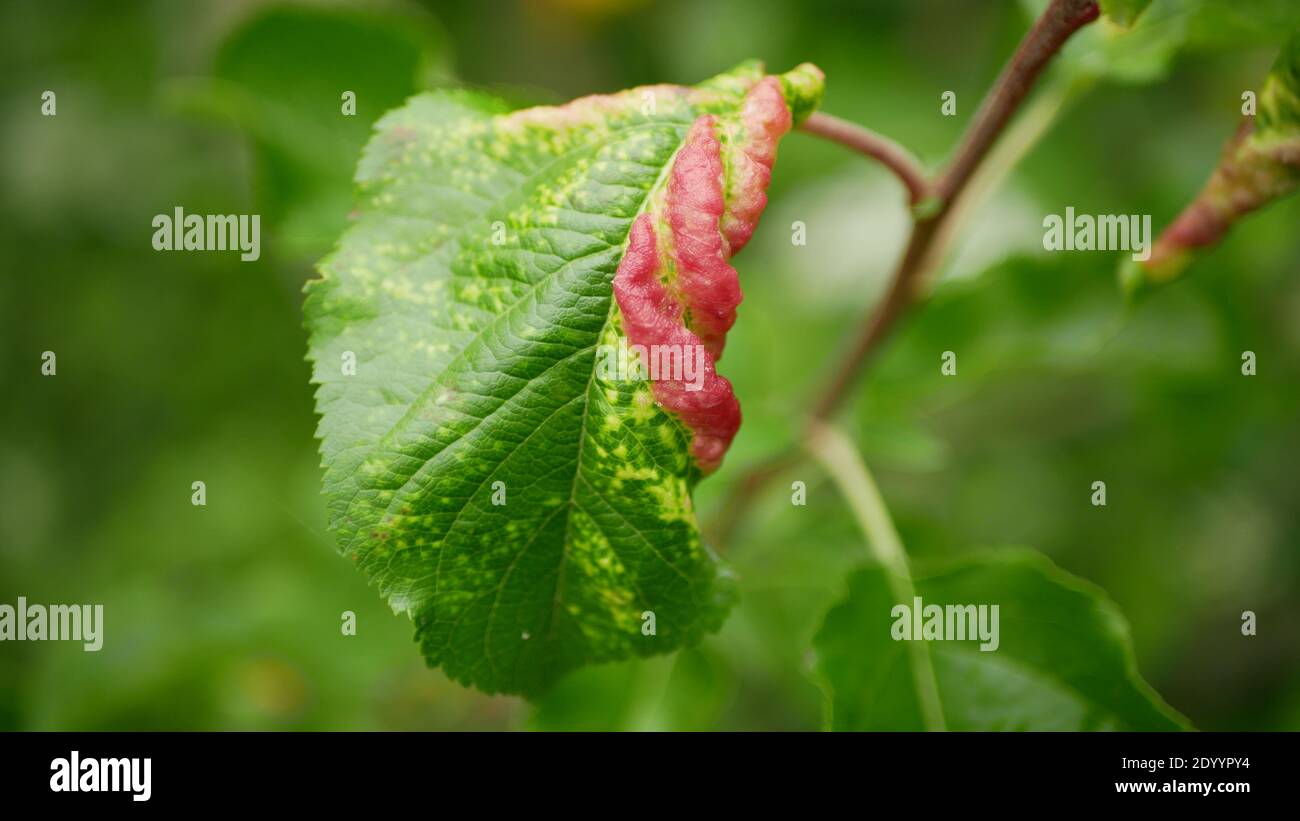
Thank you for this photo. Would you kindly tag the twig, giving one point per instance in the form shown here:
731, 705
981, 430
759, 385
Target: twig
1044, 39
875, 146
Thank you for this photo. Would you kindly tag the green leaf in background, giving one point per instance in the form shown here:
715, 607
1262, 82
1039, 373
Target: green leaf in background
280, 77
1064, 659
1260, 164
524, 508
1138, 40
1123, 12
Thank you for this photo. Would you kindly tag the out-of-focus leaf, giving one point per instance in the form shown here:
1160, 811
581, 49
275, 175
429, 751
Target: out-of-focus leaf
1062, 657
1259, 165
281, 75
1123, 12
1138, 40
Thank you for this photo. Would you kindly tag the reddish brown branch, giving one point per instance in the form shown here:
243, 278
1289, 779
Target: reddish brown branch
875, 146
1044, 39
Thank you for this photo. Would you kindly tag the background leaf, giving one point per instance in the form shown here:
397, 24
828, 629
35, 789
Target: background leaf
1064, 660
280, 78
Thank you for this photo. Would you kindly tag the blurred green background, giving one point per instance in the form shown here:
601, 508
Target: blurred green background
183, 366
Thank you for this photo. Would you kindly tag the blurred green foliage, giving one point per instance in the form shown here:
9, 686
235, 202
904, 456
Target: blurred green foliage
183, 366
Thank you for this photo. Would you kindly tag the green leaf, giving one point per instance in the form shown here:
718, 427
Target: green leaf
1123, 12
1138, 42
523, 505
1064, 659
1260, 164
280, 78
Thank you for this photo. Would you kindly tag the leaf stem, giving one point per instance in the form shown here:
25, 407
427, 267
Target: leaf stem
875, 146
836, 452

**Task instructions:** The answer is the listing above repeated verbatim, minus its images.

**Worked solution:**
Thank you for this photo. Would you kindly tag the twig, giving one point per instance in the form shown here:
731, 705
981, 430
759, 385
Target: twig
1044, 39
875, 146
Thank you for this photo. Would you kindly tag the green leaf in background, giving one point per instance in the form shown here:
715, 607
1262, 82
1039, 373
Target: green leaf in background
280, 77
1064, 659
1260, 164
524, 508
1138, 40
1123, 12
Thank you for this photo. Would you kindly tag the out-of-focus leaf, giving one point per instance in the form shown here:
1160, 811
581, 49
275, 175
429, 751
Target: out-of-focus leaf
1062, 657
1259, 165
281, 75
1123, 12
1138, 40
Thank you for this photo. Would you kindly tag the reddish brown branch, giving one point per instance in the form shown here:
243, 278
1289, 779
Target: reddish brown branch
875, 146
1044, 39
Thank you for this photo. Would you kindly tag the background leaf, giving one point per instance in the form shown here:
397, 24
828, 629
35, 789
Target: background leaf
1064, 660
280, 78
Thank you for this photo. Would you kindly tag the blurred green background, giving one point per instance in the form shown here:
601, 508
Target: blurred green background
183, 366
Thank you for this photo. Would you kindly tag the blurred green foliage, giving one point per instance in the form shown here:
9, 686
235, 202
904, 456
Target: blurred green foliage
183, 366
Thank you for this photo. Would you kindly tag the green leaf, giving one point per instance in the form shown here:
718, 427
Target: green leaf
1123, 12
1138, 42
523, 505
1064, 659
1260, 164
280, 78
Thank you for this photo. Would you kindly tag the leaf stem, giving one point per instance in the form shown here:
25, 407
427, 267
Target: leaf stem
875, 146
836, 452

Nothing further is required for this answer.